● EXTRACT PROVIDED:
Message Handling

This document describes message queues and message handling.

Message queues

The request handling kernel side DFC is managed by a message queue object of the TMessageQueue type. The message queue consists of a DFC and a doubly linked list of received messages. The messages are represented by TThreadMessage objects and are owned by each user thread. Requests are queued as message objects on the message queue.

The driver framework requires that the driver sets a DFC queue to use with the message queue. This is done by calling DLogicalChannel::SetDfcQ(). The message queue must also be enabled to receive incoming messages by calling TMessageQue::Receive().

// Logical Channel Second stage constructor
TInt DExDriverLogicalChannel::DoCreate(TInt /*aUnit*/, const TDesC8*
        /*anInfo*/, const TVersion& aVer)
    {
    ...
    // Set up the DFC queue for this driver. Here, the DFC 
    // queue is created by the PDD dedicated for this driver.
    SetDfcQ(Pdd()->DfcQ());

    // Start receiving the incoming requests on the message queue
    iMsgQ.Receive();
    ...
    }

The Kernel provides a standard DFC queue, which runs on a dedicated kernel thread called DFCThread0, for general use by drivers. However, it is recommended that the driver creates its own DFC thread to process its requests. The following example shows how a PDD can implement the DfcQ() function to return a newly created DFC thread:

// DfcQ - Creates a DFC queue dedicated for the tutorial driver
TDynamicDfcQue* DExUartPhysicalChannelH4::DfcQ()
    {
    // Create a DFC queue dedicated to the driver with a specified 
    // priority
    TInt r = Kern::DynamicDfcQCreate(pDfcQ,KExUartDfcPriority,
    KExUartDfcName);
    if (r!=KErrNone)
        {
        // DfcQ failed, return NULL
        return NULL;
        }
    return iDfcQueue;
    }

The DFC thread that is created for the driver must be destroyed after use. To do this, the driver can create an Exit or Kill DFC request and queue it to the thread to be destroyed in the logical channel destructor. This exit DFC function cancels any other requests pending using TDfc::Cancel() and calls Kern::Exit() to terminate the thread.

The TDynamicDfcQue has a destroy method that can be run on the channel destructor. The destroy method destroys the DFC queue, kills the DFC thread and deletes the TDynamicDfcQue object itself. This avoids the possibilities of memory leaks in the DFC.

Message handling

All synchronous and asynchronous requests are passed to the HandleMsg() function by the framework, with the message as an argument. A driver should implement the function to identify the message type and handle the messages accordingly.

The client thread is blocked until the message is completed, as the request uses the thread's message object. If the client thread was left free, it would corrupt the message if another request was issued.

When the driver has completed handling the message, it notifies the framework by calling TThreadMessage::Complete(). The client thread is then unblocked, and can either block on the thread semaphore or issue further requests before blocking.

● DATA ENTRIES:

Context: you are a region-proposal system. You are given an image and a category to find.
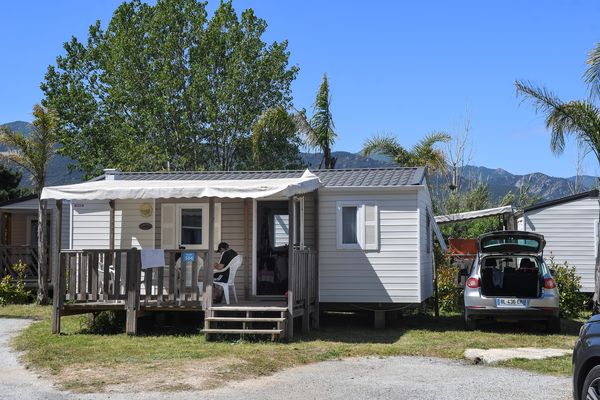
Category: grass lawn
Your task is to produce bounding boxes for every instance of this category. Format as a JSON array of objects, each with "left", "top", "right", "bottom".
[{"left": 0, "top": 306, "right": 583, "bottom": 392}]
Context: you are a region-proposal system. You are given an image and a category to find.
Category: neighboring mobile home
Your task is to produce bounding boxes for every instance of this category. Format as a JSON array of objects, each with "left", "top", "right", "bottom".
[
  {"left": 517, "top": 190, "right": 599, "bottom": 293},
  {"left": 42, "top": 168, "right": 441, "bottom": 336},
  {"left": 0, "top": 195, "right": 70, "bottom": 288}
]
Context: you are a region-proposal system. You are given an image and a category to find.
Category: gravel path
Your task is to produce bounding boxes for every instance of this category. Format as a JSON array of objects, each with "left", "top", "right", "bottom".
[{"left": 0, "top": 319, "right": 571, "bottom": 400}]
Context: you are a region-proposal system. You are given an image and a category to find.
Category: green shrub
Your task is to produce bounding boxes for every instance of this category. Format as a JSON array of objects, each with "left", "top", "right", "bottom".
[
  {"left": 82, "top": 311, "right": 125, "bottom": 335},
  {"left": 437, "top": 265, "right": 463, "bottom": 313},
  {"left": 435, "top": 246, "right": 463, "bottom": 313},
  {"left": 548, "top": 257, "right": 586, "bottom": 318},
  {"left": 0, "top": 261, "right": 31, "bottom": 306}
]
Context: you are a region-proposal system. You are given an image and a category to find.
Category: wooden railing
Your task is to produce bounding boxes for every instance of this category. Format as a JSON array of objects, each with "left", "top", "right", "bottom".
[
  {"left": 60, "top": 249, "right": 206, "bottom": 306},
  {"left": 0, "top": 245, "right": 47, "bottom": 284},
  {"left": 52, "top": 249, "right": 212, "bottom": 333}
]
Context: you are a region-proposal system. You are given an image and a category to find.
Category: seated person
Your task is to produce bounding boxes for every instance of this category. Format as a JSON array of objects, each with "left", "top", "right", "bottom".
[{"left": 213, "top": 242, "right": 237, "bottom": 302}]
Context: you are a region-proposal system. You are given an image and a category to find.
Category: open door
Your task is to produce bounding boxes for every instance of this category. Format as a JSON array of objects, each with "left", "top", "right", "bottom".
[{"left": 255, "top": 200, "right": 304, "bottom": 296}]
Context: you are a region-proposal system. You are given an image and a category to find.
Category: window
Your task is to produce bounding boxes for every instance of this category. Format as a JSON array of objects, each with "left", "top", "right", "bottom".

● TASK INSTRUCTIONS:
a: According to the message handling page, which function does a driver call to set the DFC queue used with the message queue?
b: For each statement, say whether the message handling page agrees with it, and quote the words that decide it.
(i) The standard DFC queue provided by the Kernel runs on a kernel thread called DFCThread0.
(ii) The client thread stays free to issue other requests while its message is being handled.
(iii) The destroy method of TDynamicDfcQue deletes the TDynamicDfcQue object itself.

● THE ANSWERS:
a: DLogicalChannel::SetDfcQ()

b:
(i) Yes: "The Kernel provides a standard DFC queue, which runs on a dedicated kernel thread called DFCThread0"
(ii) No: "The client thread is blocked until the message is completed"
(iii) Yes: "deletes the TDynamicDfcQue object itself"